-- start Items --

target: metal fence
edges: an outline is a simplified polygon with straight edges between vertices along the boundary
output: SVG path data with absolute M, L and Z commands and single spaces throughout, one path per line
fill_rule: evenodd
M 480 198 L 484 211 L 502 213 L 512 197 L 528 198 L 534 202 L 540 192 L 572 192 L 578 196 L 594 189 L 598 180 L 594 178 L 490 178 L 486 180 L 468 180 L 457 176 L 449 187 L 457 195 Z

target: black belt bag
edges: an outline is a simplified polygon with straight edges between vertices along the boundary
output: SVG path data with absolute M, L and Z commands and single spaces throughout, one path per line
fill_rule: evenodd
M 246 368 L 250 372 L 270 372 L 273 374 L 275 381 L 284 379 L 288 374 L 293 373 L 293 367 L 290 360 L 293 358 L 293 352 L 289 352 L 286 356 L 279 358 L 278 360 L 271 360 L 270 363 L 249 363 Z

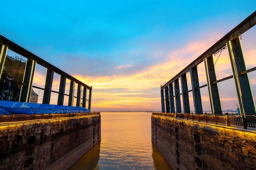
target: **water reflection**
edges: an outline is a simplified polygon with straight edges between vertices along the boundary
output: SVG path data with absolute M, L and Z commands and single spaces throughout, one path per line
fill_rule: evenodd
M 70 170 L 171 170 L 151 142 L 151 113 L 101 113 L 101 140 Z
M 69 170 L 98 170 L 100 148 L 100 142 L 99 142 L 87 152 Z
M 153 143 L 152 143 L 152 157 L 154 161 L 154 168 L 155 170 L 171 170 L 167 162 L 164 157 L 161 155 L 156 146 Z

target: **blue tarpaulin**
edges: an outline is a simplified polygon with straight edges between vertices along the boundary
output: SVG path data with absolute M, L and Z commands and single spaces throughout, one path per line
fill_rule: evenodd
M 82 107 L 0 100 L 0 115 L 89 113 Z

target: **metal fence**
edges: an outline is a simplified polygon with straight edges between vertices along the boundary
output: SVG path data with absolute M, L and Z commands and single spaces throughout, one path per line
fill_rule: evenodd
M 219 116 L 216 115 L 193 115 L 185 113 L 174 113 L 162 112 L 153 112 L 153 115 L 171 118 L 186 119 L 198 122 L 203 121 L 206 123 L 212 122 L 218 123 L 242 126 L 247 129 L 247 127 L 256 128 L 256 116 Z
M 37 119 L 50 119 L 54 118 L 73 117 L 77 116 L 100 114 L 100 112 L 74 113 L 42 114 L 31 115 L 0 115 L 0 122 L 32 120 Z

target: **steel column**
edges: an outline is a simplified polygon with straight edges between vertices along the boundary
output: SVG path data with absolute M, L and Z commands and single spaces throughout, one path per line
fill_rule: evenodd
M 180 95 L 179 79 L 177 79 L 174 81 L 174 89 L 176 112 L 177 113 L 181 113 L 181 104 L 180 103 Z
M 194 106 L 195 106 L 195 114 L 202 114 L 203 109 L 202 106 L 201 94 L 199 89 L 199 81 L 197 66 L 191 68 L 190 69 L 191 82 L 194 99 Z
M 45 91 L 44 92 L 44 95 L 43 98 L 43 104 L 50 103 L 54 72 L 52 70 L 47 68 L 45 85 Z
M 188 92 L 188 83 L 186 81 L 186 74 L 182 75 L 180 77 L 182 89 L 182 100 L 183 101 L 183 110 L 184 113 L 190 113 L 189 100 Z
M 83 86 L 83 102 L 82 103 L 82 107 L 85 108 L 86 107 L 86 92 L 87 89 L 85 86 Z
M 165 108 L 166 108 L 166 112 L 170 113 L 170 102 L 169 100 L 169 89 L 168 86 L 166 86 L 164 88 L 165 94 Z
M 58 97 L 58 105 L 63 105 L 66 85 L 66 77 L 63 75 L 61 75 L 60 81 L 60 87 Z
M 27 59 L 26 63 L 25 72 L 23 77 L 23 83 L 20 90 L 20 102 L 30 102 L 33 78 L 36 69 L 36 62 L 34 60 Z
M 73 100 L 74 100 L 74 91 L 75 85 L 74 81 L 70 80 L 70 94 L 68 97 L 68 105 L 73 106 Z
M 0 72 L 0 72 L 0 78 L 1 78 L 1 76 L 2 76 L 2 72 L 4 68 L 5 58 L 6 57 L 6 53 L 7 53 L 8 49 L 8 47 L 4 45 L 1 46 L 1 48 L 0 48 Z
M 161 90 L 161 103 L 162 106 L 162 113 L 165 112 L 164 108 L 164 89 Z
M 221 103 L 220 99 L 218 84 L 217 83 L 213 83 L 213 82 L 216 81 L 217 79 L 212 55 L 209 57 L 205 58 L 204 61 L 206 71 L 207 84 L 208 87 L 211 113 L 214 114 L 222 115 Z
M 174 113 L 175 112 L 175 107 L 174 107 L 174 98 L 173 98 L 173 85 L 172 83 L 169 85 L 169 94 L 171 113 Z
M 244 115 L 255 115 L 255 105 L 248 74 L 240 74 L 246 70 L 246 67 L 239 37 L 229 41 L 227 46 L 241 113 Z
M 88 104 L 88 109 L 91 111 L 91 104 L 92 104 L 92 89 L 90 90 L 89 92 L 89 103 Z
M 81 85 L 77 85 L 77 93 L 76 94 L 76 107 L 80 106 L 80 100 L 81 100 Z

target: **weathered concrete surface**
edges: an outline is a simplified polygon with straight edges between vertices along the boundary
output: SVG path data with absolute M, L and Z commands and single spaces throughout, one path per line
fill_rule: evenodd
M 256 169 L 256 131 L 155 115 L 151 121 L 152 142 L 173 170 Z
M 0 170 L 66 170 L 101 140 L 100 115 L 0 126 Z

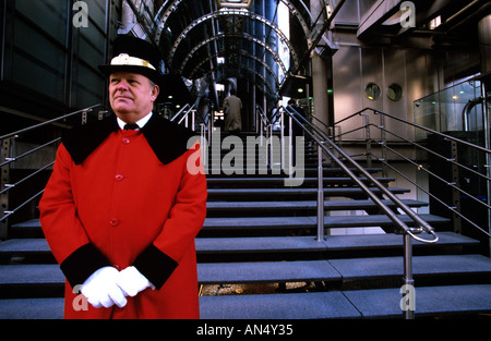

-- end Items --

- Requirement -
Copy out every entry above word for word, keeping the same line breaks and leaving out the pictures.

- Exercise answer -
target: metal fence
edges: an outline is a simplified polygon with straight edges between vertices along the boundary
output: SVG path data with absolute M, L and Z commands and single spaces throughout, one path per line
fill_rule: evenodd
M 480 198 L 484 211 L 502 213 L 512 197 L 528 198 L 534 202 L 540 192 L 572 192 L 578 196 L 594 189 L 598 180 L 594 178 L 490 178 L 486 180 L 468 180 L 457 176 L 449 187 L 457 195 Z

target: black belt bag
edges: an outline is a simplified polygon with straight edges between vertices along the boundary
output: SVG path data with absolute M, L and Z commands and single spaces throughout, one path per line
fill_rule: evenodd
M 246 368 L 250 372 L 270 372 L 273 374 L 275 381 L 284 379 L 288 374 L 293 373 L 293 367 L 290 360 L 293 358 L 293 352 L 289 352 L 286 356 L 279 358 L 278 360 L 271 360 L 270 363 L 249 363 Z

target: **water reflection**
edges: an outline is a simplified polygon with straight edges between vertices along the boundary
output: SVG path data with absolute M, L and Z commands and single spaces throughout, one path per line
fill_rule: evenodd
M 70 170 L 171 170 L 151 142 L 151 113 L 101 113 L 101 140 Z
M 69 170 L 98 170 L 100 148 L 100 142 L 99 142 L 87 152 Z
M 153 143 L 152 143 L 152 157 L 154 161 L 154 168 L 155 170 L 171 170 L 167 162 L 164 157 L 161 155 L 156 146 Z

target: **blue tarpaulin**
edges: an outline is a simplified polygon with straight edges between vertices along the boundary
output: SVG path data with absolute M, L and Z commands and single spaces throughout, one path per line
fill_rule: evenodd
M 82 107 L 0 100 L 0 115 L 89 113 Z

target: **metal fence**
edges: an outline is a simplified polygon with straight edges between vertices along the boundary
output: SVG path data with absolute M, L and Z commands and single spaces throughout, one path per line
fill_rule: evenodd
M 219 116 L 216 115 L 193 115 L 185 113 L 174 113 L 162 112 L 153 112 L 153 115 L 171 118 L 186 119 L 198 122 L 203 121 L 206 123 L 212 122 L 218 123 L 242 126 L 247 129 L 247 127 L 256 128 L 256 116 Z
M 37 119 L 50 119 L 54 118 L 73 117 L 77 116 L 100 114 L 100 112 L 74 113 L 42 114 L 31 115 L 0 115 L 0 122 L 32 120 Z

target: **steel column**
edges: an outline is a simplified polygon with straight edges between vertices along the boundary
output: SVG path data with absolute M, L and Z commands and single spaces throughout, one path per line
fill_rule: evenodd
M 180 95 L 179 79 L 177 79 L 174 81 L 174 89 L 176 112 L 177 113 L 181 113 L 181 104 L 180 103 Z
M 194 106 L 195 106 L 195 114 L 202 114 L 203 109 L 202 106 L 201 94 L 199 89 L 199 81 L 197 66 L 191 68 L 190 69 L 191 82 L 194 99 Z
M 45 91 L 44 92 L 44 95 L 43 98 L 43 104 L 50 103 L 54 72 L 52 70 L 47 68 L 45 85 Z
M 188 92 L 188 83 L 186 81 L 186 74 L 182 75 L 180 77 L 182 89 L 182 100 L 183 101 L 183 110 L 184 113 L 190 113 L 189 100 Z
M 83 86 L 83 102 L 82 103 L 82 107 L 85 108 L 86 107 L 86 92 L 87 89 L 85 86 Z
M 165 108 L 166 108 L 166 112 L 170 113 L 170 102 L 169 100 L 169 89 L 168 86 L 166 86 L 164 88 L 165 94 Z
M 58 97 L 58 105 L 63 105 L 66 85 L 66 77 L 63 75 L 61 75 L 60 81 L 60 87 Z
M 27 59 L 26 63 L 25 72 L 23 77 L 23 83 L 20 90 L 20 102 L 30 102 L 33 78 L 36 69 L 36 62 L 34 60 Z
M 73 100 L 74 100 L 74 91 L 75 85 L 74 81 L 70 80 L 70 94 L 68 97 L 68 105 L 73 106 Z
M 0 72 L 0 72 L 0 78 L 1 78 L 1 76 L 2 76 L 2 72 L 4 68 L 5 58 L 6 57 L 6 53 L 7 53 L 8 49 L 8 47 L 4 45 L 1 46 L 1 48 L 0 48 Z
M 161 90 L 161 103 L 162 106 L 162 113 L 165 112 L 164 108 L 164 89 Z
M 221 103 L 220 99 L 218 84 L 217 83 L 213 83 L 213 82 L 216 81 L 217 79 L 212 55 L 209 57 L 205 58 L 204 61 L 206 71 L 207 84 L 208 87 L 211 113 L 214 114 L 222 115 Z
M 174 113 L 175 112 L 175 107 L 174 107 L 174 98 L 173 98 L 173 85 L 172 83 L 169 85 L 169 94 L 171 113 Z
M 244 115 L 255 115 L 255 105 L 248 74 L 240 74 L 246 70 L 246 67 L 239 37 L 229 41 L 227 46 L 241 113 Z
M 88 104 L 88 109 L 91 111 L 91 104 L 92 104 L 92 89 L 90 90 L 89 92 L 89 103 Z
M 81 85 L 77 85 L 77 93 L 76 94 L 76 107 L 80 106 L 80 100 L 81 100 Z

target: **weathered concrete surface**
edges: an outline is a simplified polygon with straight edges between vertices along the boundary
output: SVG path data with absolute M, L and Z commands and single spaces throughout, one path per line
fill_rule: evenodd
M 256 169 L 256 131 L 155 115 L 151 121 L 152 142 L 173 170 Z
M 0 170 L 66 170 L 101 140 L 100 115 L 0 126 Z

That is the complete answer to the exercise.